--- What you have to do ---
Each line below from the one containing "Target: concrete slab" through the one containing "Put a point on every instance of the loader" should be output exactly as it stands, and no other line should appear.
(Records for the exercise)
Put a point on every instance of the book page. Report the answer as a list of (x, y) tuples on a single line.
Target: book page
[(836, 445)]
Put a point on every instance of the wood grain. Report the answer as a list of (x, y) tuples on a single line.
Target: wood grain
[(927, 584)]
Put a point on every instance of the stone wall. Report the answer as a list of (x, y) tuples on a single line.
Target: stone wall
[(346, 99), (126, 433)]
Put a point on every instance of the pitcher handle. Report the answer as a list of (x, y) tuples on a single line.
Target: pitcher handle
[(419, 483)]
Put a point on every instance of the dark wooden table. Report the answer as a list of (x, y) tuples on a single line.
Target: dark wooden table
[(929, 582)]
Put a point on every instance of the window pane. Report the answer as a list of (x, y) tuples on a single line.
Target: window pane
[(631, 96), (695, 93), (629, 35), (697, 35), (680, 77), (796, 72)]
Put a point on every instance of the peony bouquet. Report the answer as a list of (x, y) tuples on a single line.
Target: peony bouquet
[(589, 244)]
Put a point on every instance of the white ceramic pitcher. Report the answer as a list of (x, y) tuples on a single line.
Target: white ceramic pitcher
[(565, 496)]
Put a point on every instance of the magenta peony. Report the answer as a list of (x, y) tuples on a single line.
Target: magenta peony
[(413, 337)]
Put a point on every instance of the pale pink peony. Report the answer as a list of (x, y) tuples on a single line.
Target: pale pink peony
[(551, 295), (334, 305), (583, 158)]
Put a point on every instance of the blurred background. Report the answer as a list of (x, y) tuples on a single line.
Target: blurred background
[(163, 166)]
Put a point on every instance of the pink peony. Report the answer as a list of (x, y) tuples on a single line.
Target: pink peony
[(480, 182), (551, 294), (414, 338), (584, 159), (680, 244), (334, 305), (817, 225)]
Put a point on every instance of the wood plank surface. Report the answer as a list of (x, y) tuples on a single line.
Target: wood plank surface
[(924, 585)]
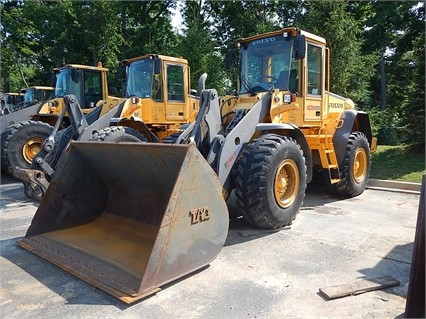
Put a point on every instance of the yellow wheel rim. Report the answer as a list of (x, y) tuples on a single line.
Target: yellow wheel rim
[(359, 168), (31, 148), (286, 183)]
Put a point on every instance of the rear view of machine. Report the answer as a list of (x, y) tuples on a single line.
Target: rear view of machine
[(266, 142)]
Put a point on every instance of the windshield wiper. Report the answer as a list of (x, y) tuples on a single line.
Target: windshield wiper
[(247, 85)]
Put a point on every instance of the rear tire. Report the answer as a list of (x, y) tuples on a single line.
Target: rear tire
[(355, 167), (271, 181), (118, 134), (21, 142)]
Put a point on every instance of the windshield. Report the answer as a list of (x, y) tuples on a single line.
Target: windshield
[(68, 82), (266, 63), (139, 78)]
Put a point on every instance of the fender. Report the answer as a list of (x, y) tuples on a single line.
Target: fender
[(352, 121), (293, 131)]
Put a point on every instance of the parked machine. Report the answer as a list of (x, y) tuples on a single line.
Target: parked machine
[(158, 102), (9, 101), (131, 217), (23, 131)]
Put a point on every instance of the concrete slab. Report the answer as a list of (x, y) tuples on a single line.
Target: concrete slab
[(257, 274)]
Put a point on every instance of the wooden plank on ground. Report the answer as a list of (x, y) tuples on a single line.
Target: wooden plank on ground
[(358, 287)]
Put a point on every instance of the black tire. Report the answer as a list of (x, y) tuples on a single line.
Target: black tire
[(355, 168), (21, 142), (263, 202), (118, 134)]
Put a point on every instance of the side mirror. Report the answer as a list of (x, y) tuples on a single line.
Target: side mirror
[(75, 75), (112, 90), (157, 66), (299, 47)]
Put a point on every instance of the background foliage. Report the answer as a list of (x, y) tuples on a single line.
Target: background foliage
[(377, 47)]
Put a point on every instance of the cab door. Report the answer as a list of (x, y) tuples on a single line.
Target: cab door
[(314, 84)]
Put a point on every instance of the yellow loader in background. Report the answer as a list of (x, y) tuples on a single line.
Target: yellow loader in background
[(23, 131), (130, 217)]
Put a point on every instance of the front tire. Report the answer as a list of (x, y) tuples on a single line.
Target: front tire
[(271, 181), (355, 168), (21, 142)]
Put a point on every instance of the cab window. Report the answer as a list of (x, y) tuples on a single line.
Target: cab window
[(314, 69), (175, 85)]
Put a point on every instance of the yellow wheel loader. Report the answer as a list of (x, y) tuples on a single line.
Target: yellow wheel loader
[(130, 217), (159, 101), (23, 131)]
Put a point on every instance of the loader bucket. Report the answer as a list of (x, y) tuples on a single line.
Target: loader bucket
[(130, 217)]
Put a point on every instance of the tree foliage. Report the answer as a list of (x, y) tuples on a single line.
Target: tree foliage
[(377, 47)]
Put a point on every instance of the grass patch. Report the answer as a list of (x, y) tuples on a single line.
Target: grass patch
[(398, 163)]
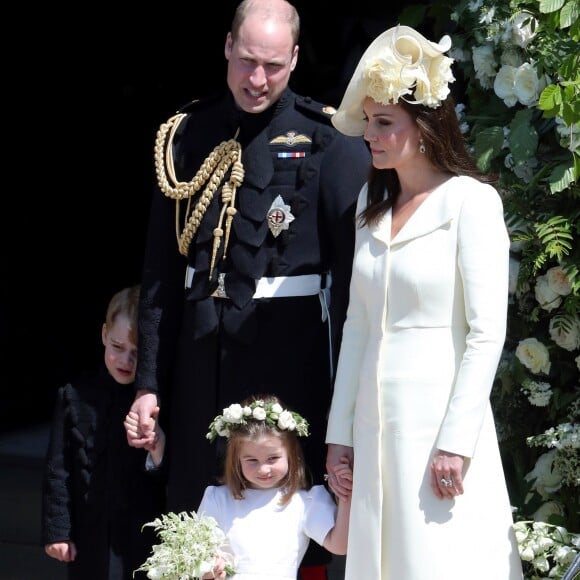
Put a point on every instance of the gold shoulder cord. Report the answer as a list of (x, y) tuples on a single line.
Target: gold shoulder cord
[(212, 171)]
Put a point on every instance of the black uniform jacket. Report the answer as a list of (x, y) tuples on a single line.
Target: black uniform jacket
[(202, 353), (96, 490)]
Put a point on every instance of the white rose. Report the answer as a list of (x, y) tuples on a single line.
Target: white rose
[(511, 56), (523, 30), (234, 413), (222, 428), (504, 85), (566, 336), (545, 477), (534, 355), (547, 509), (286, 421), (559, 281), (527, 84), (547, 298), (259, 413)]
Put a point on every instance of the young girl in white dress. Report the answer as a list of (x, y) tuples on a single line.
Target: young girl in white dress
[(265, 507)]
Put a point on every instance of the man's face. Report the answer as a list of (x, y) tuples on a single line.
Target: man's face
[(260, 62)]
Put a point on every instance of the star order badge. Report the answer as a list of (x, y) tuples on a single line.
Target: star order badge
[(279, 216)]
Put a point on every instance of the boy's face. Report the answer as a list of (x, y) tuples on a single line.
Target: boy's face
[(120, 352)]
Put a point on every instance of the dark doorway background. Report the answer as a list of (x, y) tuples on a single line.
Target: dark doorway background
[(86, 91)]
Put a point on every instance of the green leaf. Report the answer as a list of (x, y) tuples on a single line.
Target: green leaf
[(547, 6), (551, 100), (523, 137), (488, 146), (562, 177), (569, 13)]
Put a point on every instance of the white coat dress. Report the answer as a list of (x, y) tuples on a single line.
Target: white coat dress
[(422, 340)]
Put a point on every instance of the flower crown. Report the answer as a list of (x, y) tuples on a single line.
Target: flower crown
[(235, 416), (404, 67)]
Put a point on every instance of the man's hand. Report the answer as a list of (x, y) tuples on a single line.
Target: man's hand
[(146, 409)]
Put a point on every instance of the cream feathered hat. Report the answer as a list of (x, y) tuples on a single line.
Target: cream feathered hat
[(399, 64)]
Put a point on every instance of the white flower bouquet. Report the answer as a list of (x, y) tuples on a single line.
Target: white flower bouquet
[(190, 545)]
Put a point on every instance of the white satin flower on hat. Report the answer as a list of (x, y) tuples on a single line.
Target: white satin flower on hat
[(399, 64)]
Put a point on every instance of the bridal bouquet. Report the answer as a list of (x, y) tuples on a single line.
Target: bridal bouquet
[(190, 544)]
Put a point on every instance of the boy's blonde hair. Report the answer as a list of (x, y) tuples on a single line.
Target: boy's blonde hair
[(126, 302)]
(End Records for the exercise)
--- Task response ---
Target: concrete slab
[(257, 274)]
Put a point on every instance of the wooden plank on ground. Report the answer as a list of (x, y) tuples on a single line.
Target: wooden plank on ground
[(358, 287)]
Put a point on every instance of the black tire. Report the answer as a list of (x, y) tuples on a single line.
Target: black tire
[(355, 168), (21, 142), (263, 202), (118, 134)]
Put a point on every instance of the side mirror. Report the answer as a list of (x, y) tuples on a single line.
Target: side mirror
[(75, 75), (112, 90), (157, 66), (299, 47)]
Put a point on every instance of the background foliage. Report the answer as a list of (x, y) tuples on a single line.
Target: background foliage
[(377, 47)]
Put a point on every instance of the cab door. Report the answer as a list of (x, y) tuples on a single line.
Target: cab door
[(314, 84)]
Put a point on every instance of the yellow loader in background. Report the answer as a list of (x, y) tuples on a single line.
Target: yellow loader in background
[(23, 131), (130, 217)]
Put a point on every instance of the front tire. Report the answer as a list of (x, y) tuples on a single line.
Target: front tire
[(271, 181), (355, 168), (21, 142)]
Put a point on every instance of the cab window. Report the answer as a list of (x, y) tuples on a single line.
Target: cab window
[(314, 69), (175, 85)]
Put a point on every instance of the yellow wheel loader. Report the answer as a list of (x, y) tuples on a single line.
Target: yellow wheel loader
[(130, 217), (159, 101), (23, 131)]
Put a point on every instance of the loader bucket. Report the answer as a list of (x, y) tuples on a single line.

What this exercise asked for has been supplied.